=== QUOTED TEXT ===
Find tags inside XML element and update attribute of element accordingly

don_bradman · Feb 07, 2016#12016-02-07T03:33+00:00

Hi!

I would like a macro which will find the value inside \tag{...} from each of the expression <disp-formula id="deqn*>...</disp-formula>, copy it and paste on deqn* position like deqn5 in the below sample expression 1 and deqn1-3a in case of the sample expression 2.

Sample expression 1:

Code: Select all

<disp-formula id="deqn*"><text-notation="math">\begin{equation*}
x+y=5 \tag{5}
\end{equation*}</text-notation="math"></disp-formula>

Sample expression 2:

Code: Select all

<disp-formula id="deqn*"><text-notation="math">\begin{align*}
y=5 \tag{1}\cr
dx+dy=p \tag{3a}
\end{align*}</text-notation="math"></disp-formula>

Keep in mind that there could be any number of \tag{...} in a single expression <disp-formula id="deqn*>...</disp-formula> and the macro will put the values like deqn{first value inside \tag-last value inside \tag} as for example:

Code: Select all

<disp-formula id="deqn*"><text-notation="math">\begin{equation*}
x=5 \tag{5}
y=3 \tag{6}
x+y=8 \tag{7}
\end{equation*}</text-notation="math"></disp-formula>

should become

Code: Select all

<disp-formula id="deqn5-7"><text-notation="math">\begin{equation*}
x=5 \tag{5}
y=3 \tag{6}
x+y=8 \tag{7}
\end{equation*}</text-notation="math"></disp-formula>

And

Code: Select all

<disp-formula id="deqn*"><text-notation="math">\begin{equation*}
x+y=5 \tag{5}
\end{equation*}</text-notation="math"></disp-formula>

should become

Code: Select all

<disp-formula id="deqn5"><text-notation="math">\begin{equation*}
x+y=5 \tag{5}
\end{equation*}</text-notation="math"></disp-formula>

Mofi · Feb 07, 2016#22016-02-07T14:29+00:00

Here is the macro for this task using two complex Perl regular expression Replace All using back-references.

=== PROBLEMS ===
1/ Rewrite the forum thread on updating XML attributes from "Find tags inside" to "sample expression 2.", putting "script" in place of "macro".
2/ In the forum thread on updating XML attributes, what does Mofi's reply say the macro uses?

=== DATASET EXTRACT ===
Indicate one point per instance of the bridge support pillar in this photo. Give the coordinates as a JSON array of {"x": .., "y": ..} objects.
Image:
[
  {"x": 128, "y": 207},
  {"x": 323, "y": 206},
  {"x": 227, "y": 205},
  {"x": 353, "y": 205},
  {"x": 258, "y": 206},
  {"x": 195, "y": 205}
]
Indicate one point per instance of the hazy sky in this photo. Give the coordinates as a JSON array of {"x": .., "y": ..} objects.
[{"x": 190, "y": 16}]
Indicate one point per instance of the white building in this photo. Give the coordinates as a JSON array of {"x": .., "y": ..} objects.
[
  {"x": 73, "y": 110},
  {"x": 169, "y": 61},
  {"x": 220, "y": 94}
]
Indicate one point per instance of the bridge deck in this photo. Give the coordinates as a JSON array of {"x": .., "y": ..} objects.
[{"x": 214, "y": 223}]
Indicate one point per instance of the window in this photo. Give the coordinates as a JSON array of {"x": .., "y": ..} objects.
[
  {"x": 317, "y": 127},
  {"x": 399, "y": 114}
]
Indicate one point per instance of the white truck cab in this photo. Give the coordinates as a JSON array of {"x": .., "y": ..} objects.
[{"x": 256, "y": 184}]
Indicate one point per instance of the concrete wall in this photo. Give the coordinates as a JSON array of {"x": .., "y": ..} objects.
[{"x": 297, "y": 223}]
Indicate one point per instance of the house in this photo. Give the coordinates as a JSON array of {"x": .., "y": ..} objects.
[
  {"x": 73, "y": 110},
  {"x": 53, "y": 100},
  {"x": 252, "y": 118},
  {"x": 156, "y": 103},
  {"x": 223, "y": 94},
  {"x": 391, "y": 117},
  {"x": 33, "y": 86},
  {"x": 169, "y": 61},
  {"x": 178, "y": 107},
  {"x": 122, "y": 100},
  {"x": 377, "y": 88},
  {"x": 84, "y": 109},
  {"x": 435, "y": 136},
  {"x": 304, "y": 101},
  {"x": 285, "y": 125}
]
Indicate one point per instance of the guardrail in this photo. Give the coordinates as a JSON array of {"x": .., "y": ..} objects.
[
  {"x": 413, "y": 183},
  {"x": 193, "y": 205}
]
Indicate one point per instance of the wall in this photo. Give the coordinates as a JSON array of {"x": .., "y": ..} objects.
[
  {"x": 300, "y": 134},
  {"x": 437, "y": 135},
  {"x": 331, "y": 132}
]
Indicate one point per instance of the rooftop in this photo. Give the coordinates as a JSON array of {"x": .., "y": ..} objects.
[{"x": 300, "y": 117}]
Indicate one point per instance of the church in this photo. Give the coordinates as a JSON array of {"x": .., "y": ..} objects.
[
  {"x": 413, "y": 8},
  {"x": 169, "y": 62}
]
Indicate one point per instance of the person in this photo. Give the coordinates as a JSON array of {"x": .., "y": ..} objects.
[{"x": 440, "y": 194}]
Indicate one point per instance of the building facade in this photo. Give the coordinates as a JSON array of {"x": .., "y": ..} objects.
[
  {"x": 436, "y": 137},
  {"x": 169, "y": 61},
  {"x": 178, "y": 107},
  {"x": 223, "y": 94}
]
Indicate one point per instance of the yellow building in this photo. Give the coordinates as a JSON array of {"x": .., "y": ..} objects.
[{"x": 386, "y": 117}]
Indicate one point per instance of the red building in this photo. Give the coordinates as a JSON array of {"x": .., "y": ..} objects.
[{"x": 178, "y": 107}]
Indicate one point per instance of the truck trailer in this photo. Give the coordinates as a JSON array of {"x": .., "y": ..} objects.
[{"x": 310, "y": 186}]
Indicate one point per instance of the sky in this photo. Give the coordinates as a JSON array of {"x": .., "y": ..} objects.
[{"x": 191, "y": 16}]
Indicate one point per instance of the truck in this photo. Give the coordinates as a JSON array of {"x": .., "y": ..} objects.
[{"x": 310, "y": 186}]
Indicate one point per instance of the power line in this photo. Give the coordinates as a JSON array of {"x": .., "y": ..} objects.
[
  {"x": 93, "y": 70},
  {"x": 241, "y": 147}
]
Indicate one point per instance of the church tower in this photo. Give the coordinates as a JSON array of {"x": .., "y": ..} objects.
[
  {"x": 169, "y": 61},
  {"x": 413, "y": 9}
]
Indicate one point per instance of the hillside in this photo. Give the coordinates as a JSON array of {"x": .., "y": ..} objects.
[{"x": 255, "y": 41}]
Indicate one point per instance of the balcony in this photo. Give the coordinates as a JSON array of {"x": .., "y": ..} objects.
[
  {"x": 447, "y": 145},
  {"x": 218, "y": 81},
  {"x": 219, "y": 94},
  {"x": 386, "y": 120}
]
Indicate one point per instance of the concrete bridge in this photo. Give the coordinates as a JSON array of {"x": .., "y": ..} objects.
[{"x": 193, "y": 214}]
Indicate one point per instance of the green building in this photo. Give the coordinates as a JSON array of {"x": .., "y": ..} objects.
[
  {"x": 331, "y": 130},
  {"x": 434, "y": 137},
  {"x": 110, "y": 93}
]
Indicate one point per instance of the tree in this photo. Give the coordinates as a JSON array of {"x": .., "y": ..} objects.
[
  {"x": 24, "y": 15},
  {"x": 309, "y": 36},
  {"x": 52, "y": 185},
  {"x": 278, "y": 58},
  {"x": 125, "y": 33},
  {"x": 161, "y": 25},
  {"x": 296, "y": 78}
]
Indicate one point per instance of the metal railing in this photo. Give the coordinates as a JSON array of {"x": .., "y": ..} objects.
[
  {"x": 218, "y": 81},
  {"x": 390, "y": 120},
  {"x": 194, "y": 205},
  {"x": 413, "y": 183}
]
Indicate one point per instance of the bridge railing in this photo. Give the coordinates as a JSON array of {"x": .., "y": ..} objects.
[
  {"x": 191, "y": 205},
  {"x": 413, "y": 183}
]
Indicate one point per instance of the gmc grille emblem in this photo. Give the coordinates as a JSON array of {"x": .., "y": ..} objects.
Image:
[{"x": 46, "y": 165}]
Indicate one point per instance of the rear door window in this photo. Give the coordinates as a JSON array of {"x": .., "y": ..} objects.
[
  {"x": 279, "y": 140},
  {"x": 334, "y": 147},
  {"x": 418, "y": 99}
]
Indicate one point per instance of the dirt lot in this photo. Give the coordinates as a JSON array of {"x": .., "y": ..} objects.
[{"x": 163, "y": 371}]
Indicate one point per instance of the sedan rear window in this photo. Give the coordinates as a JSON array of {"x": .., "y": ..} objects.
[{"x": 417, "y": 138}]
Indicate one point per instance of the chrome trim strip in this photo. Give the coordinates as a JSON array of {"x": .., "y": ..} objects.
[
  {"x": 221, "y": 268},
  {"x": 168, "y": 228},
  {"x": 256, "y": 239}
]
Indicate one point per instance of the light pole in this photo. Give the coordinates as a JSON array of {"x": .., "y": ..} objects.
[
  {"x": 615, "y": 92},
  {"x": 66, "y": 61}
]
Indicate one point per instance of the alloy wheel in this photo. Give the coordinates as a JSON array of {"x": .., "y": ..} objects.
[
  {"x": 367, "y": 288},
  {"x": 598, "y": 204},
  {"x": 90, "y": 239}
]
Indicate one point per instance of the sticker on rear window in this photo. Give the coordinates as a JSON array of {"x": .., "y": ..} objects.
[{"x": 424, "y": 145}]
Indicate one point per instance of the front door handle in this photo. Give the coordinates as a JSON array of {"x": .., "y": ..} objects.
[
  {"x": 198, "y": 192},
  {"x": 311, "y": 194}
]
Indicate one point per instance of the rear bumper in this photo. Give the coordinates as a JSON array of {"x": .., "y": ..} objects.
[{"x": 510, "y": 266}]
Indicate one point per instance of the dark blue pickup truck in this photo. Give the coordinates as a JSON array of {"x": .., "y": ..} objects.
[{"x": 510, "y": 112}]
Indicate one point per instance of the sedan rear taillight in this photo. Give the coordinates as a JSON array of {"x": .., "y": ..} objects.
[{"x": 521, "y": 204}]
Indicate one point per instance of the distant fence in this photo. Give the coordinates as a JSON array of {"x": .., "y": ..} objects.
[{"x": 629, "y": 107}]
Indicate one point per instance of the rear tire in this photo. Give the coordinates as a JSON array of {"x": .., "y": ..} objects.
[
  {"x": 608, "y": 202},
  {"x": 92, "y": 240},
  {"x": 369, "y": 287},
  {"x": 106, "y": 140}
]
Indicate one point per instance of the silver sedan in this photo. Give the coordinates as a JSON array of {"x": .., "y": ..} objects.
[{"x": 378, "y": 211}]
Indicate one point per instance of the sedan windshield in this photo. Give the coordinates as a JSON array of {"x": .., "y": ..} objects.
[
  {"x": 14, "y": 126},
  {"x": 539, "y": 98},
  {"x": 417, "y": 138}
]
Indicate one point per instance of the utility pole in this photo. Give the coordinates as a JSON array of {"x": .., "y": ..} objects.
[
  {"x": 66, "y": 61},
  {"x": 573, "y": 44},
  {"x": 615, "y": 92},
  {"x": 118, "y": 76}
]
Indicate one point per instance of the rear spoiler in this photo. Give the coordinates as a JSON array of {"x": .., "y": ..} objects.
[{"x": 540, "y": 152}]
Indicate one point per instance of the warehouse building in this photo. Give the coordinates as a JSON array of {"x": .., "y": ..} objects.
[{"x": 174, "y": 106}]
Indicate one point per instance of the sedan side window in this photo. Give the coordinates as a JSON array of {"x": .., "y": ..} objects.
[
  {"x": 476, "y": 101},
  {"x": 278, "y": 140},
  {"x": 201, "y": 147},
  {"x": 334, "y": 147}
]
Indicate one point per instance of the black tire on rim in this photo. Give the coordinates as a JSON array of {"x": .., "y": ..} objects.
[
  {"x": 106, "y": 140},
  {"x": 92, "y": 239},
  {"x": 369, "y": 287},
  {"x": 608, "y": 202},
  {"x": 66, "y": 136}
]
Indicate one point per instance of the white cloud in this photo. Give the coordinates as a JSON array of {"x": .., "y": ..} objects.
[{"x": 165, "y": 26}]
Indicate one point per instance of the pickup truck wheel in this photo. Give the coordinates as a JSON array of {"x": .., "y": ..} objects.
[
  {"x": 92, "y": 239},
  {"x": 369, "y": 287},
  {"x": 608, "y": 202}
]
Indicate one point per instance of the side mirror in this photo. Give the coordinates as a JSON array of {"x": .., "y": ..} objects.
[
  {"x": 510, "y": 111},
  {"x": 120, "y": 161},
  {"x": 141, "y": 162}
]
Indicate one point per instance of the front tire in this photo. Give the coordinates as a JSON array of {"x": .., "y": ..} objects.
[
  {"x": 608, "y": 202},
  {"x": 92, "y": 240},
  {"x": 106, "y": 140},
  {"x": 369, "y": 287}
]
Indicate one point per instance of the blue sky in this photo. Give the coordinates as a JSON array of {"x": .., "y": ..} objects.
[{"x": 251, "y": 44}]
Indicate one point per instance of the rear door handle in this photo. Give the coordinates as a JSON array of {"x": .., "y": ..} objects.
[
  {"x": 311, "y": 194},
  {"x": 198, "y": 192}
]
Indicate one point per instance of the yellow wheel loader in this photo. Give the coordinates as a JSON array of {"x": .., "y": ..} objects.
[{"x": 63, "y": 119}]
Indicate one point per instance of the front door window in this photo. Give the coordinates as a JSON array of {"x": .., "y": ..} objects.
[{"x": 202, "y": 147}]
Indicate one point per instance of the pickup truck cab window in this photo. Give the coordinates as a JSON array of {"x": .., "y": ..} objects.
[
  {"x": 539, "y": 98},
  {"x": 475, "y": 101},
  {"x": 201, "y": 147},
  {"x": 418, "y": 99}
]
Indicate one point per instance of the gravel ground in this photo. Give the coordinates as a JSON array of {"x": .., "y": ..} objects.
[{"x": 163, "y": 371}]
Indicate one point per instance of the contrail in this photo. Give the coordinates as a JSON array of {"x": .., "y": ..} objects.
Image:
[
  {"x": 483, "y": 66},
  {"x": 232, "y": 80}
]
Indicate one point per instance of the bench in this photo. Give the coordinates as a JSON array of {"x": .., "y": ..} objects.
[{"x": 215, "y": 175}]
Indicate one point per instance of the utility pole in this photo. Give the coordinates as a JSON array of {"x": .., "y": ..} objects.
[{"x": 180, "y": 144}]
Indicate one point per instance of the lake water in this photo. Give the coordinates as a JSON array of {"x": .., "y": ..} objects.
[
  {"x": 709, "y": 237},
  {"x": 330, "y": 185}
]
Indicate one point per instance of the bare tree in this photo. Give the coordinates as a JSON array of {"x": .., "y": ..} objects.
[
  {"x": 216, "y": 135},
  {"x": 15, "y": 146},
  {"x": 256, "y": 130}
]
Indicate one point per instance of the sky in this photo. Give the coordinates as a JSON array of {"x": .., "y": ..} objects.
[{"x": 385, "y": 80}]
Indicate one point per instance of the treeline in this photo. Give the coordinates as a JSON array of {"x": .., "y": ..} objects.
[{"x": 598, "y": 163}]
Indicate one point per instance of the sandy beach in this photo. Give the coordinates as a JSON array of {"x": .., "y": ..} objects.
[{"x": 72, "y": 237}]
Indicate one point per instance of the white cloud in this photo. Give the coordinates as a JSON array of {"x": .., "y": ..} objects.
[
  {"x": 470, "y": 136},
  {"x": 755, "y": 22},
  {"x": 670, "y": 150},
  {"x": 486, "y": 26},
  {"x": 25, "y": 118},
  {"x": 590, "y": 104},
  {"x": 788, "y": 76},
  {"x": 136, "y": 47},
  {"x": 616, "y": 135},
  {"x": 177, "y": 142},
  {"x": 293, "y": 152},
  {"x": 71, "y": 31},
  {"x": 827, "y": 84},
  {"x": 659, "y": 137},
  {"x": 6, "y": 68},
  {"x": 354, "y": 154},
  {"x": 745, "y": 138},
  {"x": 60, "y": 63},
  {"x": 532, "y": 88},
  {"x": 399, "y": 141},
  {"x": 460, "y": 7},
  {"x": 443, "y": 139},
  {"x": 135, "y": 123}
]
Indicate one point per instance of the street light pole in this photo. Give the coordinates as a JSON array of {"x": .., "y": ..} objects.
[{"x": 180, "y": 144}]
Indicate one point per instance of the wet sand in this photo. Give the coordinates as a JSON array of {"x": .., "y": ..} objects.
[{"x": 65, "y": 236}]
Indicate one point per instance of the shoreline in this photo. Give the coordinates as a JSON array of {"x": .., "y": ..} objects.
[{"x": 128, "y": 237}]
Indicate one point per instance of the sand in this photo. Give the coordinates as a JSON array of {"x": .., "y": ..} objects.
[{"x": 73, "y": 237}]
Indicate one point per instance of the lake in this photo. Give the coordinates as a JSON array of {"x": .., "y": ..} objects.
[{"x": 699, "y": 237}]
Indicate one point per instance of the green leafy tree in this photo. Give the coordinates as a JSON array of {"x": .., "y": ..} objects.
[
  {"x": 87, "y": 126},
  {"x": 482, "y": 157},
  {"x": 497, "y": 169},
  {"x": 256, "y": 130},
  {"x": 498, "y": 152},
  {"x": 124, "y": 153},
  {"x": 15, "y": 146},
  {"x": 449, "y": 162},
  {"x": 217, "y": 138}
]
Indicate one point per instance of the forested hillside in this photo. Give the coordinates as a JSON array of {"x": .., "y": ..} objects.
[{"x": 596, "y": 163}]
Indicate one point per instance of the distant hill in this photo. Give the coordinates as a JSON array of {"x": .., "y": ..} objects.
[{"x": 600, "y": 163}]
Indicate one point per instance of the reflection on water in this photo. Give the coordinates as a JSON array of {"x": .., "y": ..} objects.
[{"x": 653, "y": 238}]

=== OUTPUTS BY TASK ===
1/
Find tags inside XML element and update attribute of element accordingly

don_bradman · Feb 07, 2016#12016-02-07T03:33+00:00

Hi!

I would like a script which will find the value inside \tag{...} from each of the expression <disp-formula id="deqn*>...</disp-formula>, copy it and paste on deqn* position like deqn5 in the below sample expression 1 and deqn1-3a in case of the sample expression 2.

2/ Two complex Perl regular expression Replace All operations using back-references.